──────── DATA TO USE ────────

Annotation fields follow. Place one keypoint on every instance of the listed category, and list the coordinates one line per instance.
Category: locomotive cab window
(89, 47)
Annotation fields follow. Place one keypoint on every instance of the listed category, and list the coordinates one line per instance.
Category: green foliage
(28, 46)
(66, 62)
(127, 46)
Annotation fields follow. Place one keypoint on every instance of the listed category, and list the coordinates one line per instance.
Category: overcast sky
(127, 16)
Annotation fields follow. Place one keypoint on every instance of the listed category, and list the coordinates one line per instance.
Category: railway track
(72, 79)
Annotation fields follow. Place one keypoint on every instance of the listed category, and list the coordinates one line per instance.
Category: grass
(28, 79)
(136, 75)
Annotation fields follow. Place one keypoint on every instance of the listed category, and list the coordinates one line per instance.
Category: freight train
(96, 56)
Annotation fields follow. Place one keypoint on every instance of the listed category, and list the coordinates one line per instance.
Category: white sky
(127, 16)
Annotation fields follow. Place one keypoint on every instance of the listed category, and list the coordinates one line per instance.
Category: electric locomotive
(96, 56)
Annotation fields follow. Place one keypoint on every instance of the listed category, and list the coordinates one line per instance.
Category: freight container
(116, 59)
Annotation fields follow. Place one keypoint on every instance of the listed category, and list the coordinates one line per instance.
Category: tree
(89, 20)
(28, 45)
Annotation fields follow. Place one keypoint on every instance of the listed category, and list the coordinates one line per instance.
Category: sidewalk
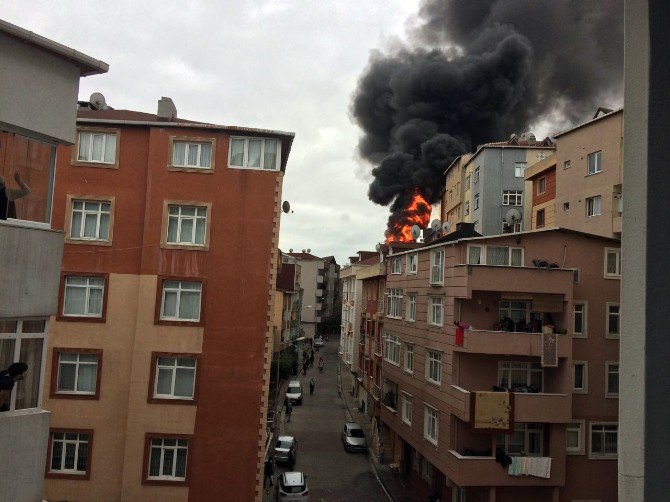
(397, 486)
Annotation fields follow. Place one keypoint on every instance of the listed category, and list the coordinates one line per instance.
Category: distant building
(158, 364)
(39, 83)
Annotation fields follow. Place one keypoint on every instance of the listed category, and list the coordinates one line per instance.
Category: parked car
(292, 485)
(294, 392)
(286, 449)
(353, 437)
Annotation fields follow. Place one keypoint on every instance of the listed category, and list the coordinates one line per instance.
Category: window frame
(580, 449)
(54, 393)
(48, 473)
(166, 220)
(171, 166)
(67, 226)
(158, 317)
(74, 158)
(598, 455)
(152, 398)
(585, 388)
(60, 316)
(246, 153)
(148, 436)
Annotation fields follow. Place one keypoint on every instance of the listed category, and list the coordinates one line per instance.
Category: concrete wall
(30, 261)
(39, 91)
(23, 435)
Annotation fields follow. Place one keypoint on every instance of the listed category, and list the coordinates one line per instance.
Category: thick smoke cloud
(478, 71)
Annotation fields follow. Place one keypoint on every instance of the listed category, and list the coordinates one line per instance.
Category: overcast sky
(290, 65)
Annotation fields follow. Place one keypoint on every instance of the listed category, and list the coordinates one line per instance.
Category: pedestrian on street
(269, 471)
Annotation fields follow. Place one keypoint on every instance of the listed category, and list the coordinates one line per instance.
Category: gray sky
(290, 65)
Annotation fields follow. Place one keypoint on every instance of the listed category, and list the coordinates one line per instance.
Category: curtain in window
(237, 152)
(254, 158)
(270, 157)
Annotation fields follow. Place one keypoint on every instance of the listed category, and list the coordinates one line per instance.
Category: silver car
(353, 437)
(292, 486)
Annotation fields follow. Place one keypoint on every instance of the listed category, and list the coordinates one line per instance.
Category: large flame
(417, 213)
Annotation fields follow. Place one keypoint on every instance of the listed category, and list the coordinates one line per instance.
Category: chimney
(166, 109)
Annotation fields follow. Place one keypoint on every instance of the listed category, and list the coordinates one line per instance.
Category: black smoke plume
(477, 71)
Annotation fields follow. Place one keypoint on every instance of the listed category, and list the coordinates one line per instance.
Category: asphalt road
(333, 474)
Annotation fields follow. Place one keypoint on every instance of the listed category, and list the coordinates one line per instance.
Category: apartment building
(158, 364)
(589, 181)
(39, 87)
(496, 183)
(500, 367)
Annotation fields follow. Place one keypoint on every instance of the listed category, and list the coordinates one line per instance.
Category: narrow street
(333, 474)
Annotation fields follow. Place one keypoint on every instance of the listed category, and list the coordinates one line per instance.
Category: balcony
(510, 343)
(24, 436)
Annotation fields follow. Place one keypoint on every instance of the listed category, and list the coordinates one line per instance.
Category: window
(91, 220)
(612, 262)
(613, 320)
(78, 372)
(174, 377)
(594, 162)
(186, 225)
(593, 206)
(579, 319)
(437, 266)
(525, 441)
(255, 153)
(408, 360)
(431, 423)
(392, 349)
(411, 307)
(24, 340)
(407, 408)
(574, 438)
(394, 302)
(192, 154)
(70, 453)
(512, 197)
(612, 375)
(520, 375)
(604, 440)
(412, 263)
(436, 311)
(181, 301)
(167, 458)
(83, 296)
(519, 169)
(580, 380)
(97, 147)
(433, 366)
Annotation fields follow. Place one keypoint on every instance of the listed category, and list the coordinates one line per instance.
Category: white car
(292, 485)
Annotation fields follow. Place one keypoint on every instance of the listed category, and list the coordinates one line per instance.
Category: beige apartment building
(589, 182)
(519, 400)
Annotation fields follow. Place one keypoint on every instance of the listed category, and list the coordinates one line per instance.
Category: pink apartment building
(520, 401)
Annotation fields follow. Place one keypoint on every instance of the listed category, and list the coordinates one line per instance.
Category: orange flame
(417, 213)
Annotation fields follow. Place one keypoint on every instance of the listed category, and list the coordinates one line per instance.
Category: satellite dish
(512, 215)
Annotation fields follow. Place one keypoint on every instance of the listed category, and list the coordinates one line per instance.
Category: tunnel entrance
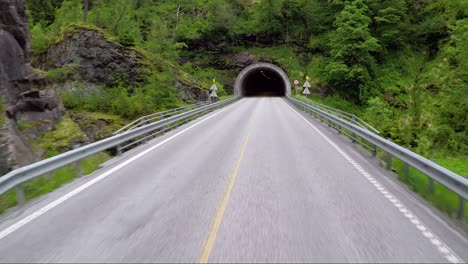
(262, 79)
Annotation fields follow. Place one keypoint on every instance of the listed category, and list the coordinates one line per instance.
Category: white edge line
(99, 178)
(447, 252)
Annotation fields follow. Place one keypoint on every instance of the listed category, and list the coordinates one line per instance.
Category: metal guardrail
(449, 179)
(144, 120)
(21, 175)
(342, 114)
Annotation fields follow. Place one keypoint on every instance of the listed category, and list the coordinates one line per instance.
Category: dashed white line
(441, 247)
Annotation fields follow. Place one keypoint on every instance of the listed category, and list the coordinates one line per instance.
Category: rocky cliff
(101, 60)
(23, 91)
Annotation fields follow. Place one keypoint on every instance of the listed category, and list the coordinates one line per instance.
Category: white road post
(306, 86)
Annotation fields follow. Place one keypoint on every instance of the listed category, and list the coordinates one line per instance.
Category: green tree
(270, 17)
(43, 12)
(352, 45)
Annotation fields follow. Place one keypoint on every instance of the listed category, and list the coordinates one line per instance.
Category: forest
(402, 65)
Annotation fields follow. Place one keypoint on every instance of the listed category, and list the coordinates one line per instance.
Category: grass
(332, 101)
(61, 138)
(48, 183)
(442, 197)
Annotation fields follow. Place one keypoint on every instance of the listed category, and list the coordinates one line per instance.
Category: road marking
(99, 178)
(443, 248)
(210, 240)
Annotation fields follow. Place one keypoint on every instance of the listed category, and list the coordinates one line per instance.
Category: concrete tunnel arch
(262, 79)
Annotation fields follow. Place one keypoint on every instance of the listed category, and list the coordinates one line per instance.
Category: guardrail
(342, 114)
(15, 178)
(144, 120)
(449, 179)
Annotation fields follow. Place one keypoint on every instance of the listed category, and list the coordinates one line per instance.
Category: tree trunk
(178, 11)
(85, 11)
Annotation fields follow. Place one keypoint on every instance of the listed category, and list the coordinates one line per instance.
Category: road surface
(255, 182)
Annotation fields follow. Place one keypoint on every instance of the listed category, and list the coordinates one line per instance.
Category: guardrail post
(388, 161)
(406, 170)
(431, 182)
(145, 122)
(339, 126)
(461, 208)
(20, 195)
(78, 170)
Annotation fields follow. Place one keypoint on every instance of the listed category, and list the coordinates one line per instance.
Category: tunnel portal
(262, 79)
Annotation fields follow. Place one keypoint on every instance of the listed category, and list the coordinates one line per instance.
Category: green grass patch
(48, 183)
(441, 197)
(61, 138)
(332, 101)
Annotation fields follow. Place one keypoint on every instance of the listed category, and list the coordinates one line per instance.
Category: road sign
(213, 87)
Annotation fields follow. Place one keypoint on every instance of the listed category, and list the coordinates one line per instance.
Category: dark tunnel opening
(263, 82)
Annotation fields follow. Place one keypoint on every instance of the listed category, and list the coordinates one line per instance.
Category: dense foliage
(401, 63)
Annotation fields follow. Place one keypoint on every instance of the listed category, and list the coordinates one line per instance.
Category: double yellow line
(210, 240)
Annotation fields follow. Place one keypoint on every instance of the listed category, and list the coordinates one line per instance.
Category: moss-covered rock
(62, 138)
(97, 126)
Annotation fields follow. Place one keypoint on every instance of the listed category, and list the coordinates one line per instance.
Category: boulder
(22, 90)
(242, 59)
(98, 60)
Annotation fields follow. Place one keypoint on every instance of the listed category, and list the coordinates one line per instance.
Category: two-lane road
(255, 182)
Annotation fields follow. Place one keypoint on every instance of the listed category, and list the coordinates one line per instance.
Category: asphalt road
(255, 182)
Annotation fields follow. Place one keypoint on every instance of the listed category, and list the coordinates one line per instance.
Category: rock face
(98, 60)
(242, 59)
(20, 87)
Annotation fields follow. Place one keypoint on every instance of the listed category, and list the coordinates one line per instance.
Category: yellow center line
(210, 240)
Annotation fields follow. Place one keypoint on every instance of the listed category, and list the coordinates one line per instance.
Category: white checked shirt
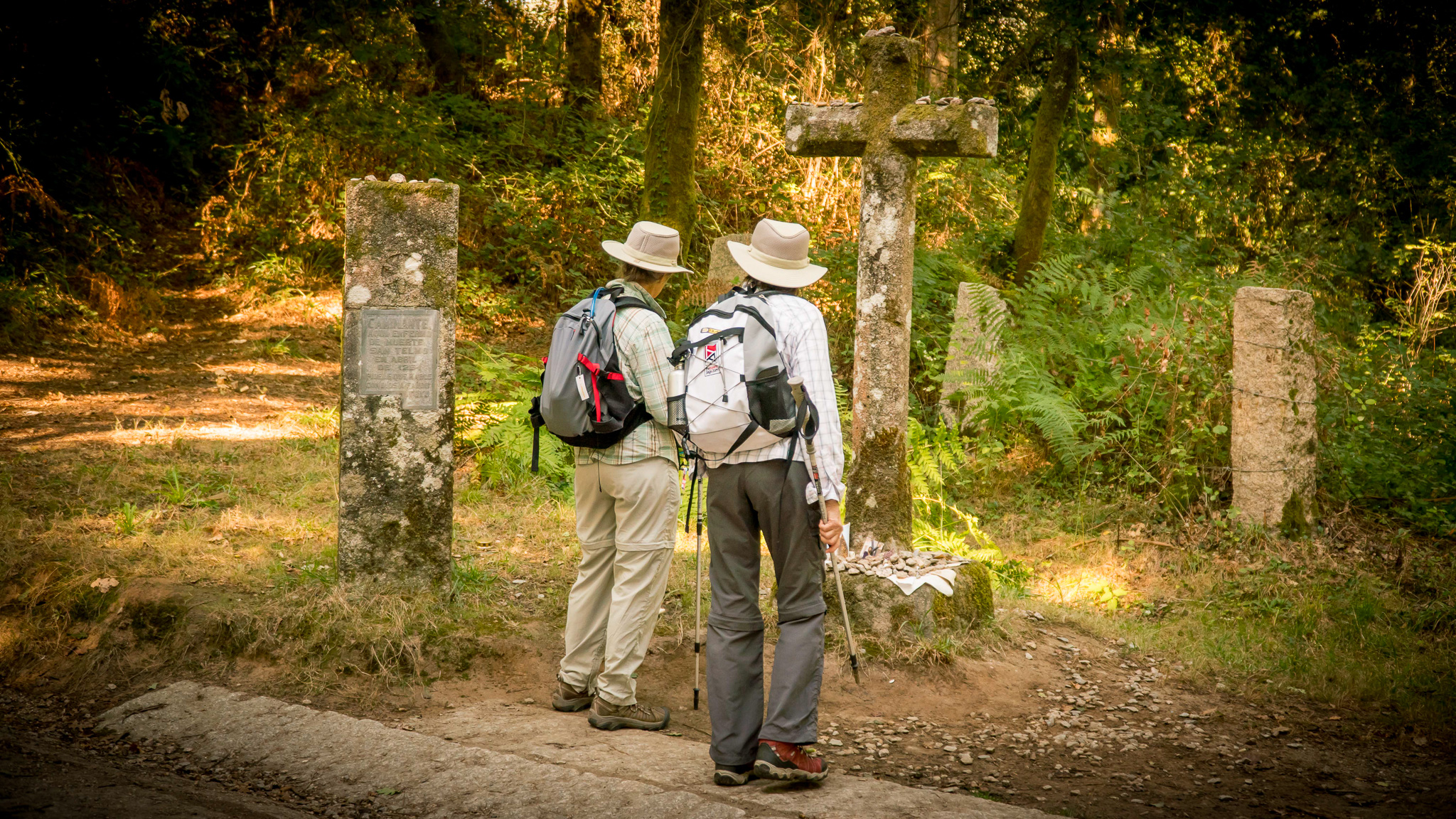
(804, 347)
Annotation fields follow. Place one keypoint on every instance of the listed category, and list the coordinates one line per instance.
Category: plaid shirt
(804, 347)
(644, 344)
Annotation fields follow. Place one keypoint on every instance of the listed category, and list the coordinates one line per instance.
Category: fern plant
(1121, 373)
(493, 422)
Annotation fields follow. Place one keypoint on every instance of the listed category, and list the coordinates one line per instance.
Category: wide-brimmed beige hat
(650, 245)
(778, 255)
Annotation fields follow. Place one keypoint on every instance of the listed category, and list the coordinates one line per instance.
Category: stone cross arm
(956, 129)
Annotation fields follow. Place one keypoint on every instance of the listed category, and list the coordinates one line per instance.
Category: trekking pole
(797, 385)
(698, 585)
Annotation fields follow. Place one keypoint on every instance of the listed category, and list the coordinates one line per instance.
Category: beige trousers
(625, 519)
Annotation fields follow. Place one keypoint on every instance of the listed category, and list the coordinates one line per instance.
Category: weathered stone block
(397, 410)
(960, 129)
(884, 617)
(973, 353)
(1273, 426)
(811, 130)
(722, 273)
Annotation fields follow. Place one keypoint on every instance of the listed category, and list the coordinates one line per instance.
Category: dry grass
(1261, 617)
(223, 554)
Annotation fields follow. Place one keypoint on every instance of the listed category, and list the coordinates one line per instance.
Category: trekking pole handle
(797, 387)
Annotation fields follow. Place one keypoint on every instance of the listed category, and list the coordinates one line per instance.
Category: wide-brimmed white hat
(650, 245)
(778, 255)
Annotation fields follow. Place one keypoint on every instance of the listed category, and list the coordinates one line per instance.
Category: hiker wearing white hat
(766, 493)
(626, 500)
(778, 255)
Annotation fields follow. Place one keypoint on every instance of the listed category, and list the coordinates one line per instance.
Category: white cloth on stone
(941, 579)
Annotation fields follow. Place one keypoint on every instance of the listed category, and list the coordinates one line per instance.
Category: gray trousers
(743, 502)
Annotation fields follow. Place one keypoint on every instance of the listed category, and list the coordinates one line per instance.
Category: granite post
(1273, 427)
(397, 410)
(973, 353)
(722, 273)
(890, 132)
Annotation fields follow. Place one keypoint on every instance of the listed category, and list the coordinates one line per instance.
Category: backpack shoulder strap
(621, 301)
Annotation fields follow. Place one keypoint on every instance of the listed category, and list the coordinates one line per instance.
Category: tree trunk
(1042, 164)
(440, 48)
(669, 194)
(1107, 105)
(943, 48)
(583, 53)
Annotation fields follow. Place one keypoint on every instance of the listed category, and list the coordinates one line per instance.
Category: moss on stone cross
(889, 130)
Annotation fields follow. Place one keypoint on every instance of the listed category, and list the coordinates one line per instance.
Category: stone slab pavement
(501, 759)
(43, 778)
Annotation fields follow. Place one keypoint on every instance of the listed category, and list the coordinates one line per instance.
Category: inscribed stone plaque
(400, 355)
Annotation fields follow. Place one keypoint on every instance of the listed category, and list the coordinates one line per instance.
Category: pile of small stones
(900, 564)
(946, 101)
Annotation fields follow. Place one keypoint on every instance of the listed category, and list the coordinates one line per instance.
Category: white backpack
(737, 391)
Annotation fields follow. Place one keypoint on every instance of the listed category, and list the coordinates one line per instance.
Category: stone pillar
(878, 483)
(973, 353)
(397, 412)
(722, 273)
(1273, 427)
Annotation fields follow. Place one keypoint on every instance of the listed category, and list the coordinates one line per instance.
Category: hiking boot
(733, 774)
(611, 717)
(569, 698)
(788, 763)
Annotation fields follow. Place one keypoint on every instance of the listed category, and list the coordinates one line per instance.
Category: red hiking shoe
(788, 763)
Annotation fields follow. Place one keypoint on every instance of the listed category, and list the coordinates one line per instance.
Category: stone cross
(975, 350)
(1273, 429)
(397, 410)
(889, 130)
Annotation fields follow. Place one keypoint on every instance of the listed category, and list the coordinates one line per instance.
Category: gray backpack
(584, 397)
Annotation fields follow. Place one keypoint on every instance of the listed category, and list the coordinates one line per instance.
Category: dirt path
(53, 766)
(1064, 722)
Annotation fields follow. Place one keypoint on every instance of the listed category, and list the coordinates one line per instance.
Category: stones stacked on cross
(890, 130)
(397, 410)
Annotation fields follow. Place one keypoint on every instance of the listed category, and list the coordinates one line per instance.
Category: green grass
(240, 537)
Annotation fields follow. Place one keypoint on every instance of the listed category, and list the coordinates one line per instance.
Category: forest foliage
(1207, 146)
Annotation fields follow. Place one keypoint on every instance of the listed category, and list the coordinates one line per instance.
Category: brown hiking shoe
(611, 717)
(569, 698)
(788, 763)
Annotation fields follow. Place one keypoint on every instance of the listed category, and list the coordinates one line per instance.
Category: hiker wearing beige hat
(626, 493)
(766, 493)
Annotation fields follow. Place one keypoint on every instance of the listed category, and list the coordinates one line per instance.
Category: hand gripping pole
(810, 426)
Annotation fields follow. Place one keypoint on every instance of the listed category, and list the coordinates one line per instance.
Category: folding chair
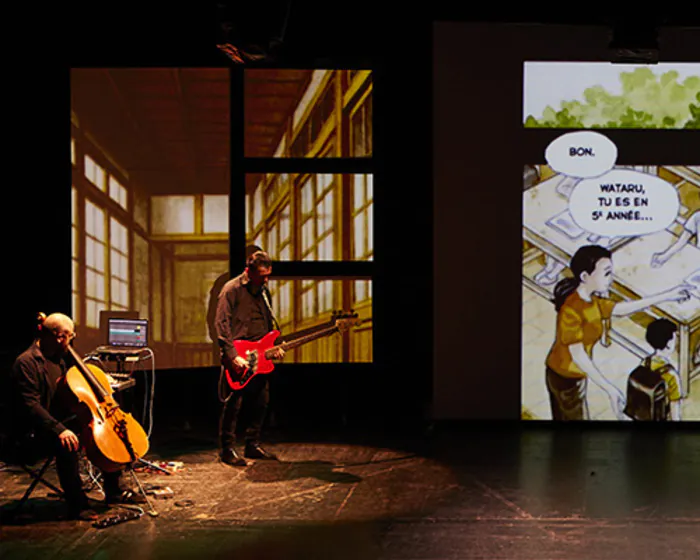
(25, 454)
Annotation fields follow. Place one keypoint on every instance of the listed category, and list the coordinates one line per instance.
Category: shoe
(254, 451)
(125, 497)
(230, 457)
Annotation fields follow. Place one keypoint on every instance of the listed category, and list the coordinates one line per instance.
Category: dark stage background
(479, 351)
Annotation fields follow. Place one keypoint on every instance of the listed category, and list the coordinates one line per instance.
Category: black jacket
(32, 399)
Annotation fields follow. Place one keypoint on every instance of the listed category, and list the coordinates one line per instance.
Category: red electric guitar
(259, 353)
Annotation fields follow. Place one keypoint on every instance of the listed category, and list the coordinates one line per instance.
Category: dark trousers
(567, 397)
(68, 470)
(250, 403)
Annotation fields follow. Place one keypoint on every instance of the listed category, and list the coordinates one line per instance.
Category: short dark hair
(659, 332)
(259, 259)
(250, 249)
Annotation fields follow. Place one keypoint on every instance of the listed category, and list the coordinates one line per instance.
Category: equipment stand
(153, 512)
(154, 466)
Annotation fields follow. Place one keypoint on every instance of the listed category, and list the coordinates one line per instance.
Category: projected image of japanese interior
(611, 252)
(313, 216)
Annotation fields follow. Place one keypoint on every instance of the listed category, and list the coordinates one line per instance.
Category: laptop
(125, 336)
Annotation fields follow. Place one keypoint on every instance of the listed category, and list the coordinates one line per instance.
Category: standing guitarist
(244, 313)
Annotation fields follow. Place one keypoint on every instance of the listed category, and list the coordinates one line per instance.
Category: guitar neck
(304, 339)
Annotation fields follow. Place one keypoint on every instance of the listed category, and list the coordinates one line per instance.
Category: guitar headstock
(344, 320)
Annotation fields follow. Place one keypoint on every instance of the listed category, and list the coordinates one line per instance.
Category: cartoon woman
(583, 319)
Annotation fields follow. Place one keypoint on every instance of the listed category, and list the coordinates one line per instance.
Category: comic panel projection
(611, 286)
(603, 95)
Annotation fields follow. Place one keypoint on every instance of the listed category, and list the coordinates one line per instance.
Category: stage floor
(536, 493)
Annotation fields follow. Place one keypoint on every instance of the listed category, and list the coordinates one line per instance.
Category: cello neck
(99, 391)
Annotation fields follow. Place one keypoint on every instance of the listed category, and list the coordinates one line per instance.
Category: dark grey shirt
(241, 314)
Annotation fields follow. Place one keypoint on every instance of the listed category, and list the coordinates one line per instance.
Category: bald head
(56, 333)
(60, 322)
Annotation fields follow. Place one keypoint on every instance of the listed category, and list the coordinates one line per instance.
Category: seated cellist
(39, 408)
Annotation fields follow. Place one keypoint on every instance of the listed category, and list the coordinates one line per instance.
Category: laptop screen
(130, 333)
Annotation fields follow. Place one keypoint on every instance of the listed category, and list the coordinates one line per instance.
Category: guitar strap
(269, 307)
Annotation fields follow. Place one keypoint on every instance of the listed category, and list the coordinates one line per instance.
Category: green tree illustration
(694, 121)
(646, 101)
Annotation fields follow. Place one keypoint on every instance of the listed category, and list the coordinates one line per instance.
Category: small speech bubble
(583, 154)
(624, 202)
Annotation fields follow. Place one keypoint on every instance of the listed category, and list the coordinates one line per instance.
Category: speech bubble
(583, 154)
(624, 202)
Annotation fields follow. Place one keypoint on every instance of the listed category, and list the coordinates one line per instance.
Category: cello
(112, 438)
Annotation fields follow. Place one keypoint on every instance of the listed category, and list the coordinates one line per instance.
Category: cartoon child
(690, 229)
(583, 320)
(662, 336)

────────

**EXERCISE AIM:**
Pick out and copy every line in the items above that contains the string "shoe". Case matters.

**TASK RESPONSE:**
Category: red hiking shoe
Category: brown hiking shoe
Category: shoe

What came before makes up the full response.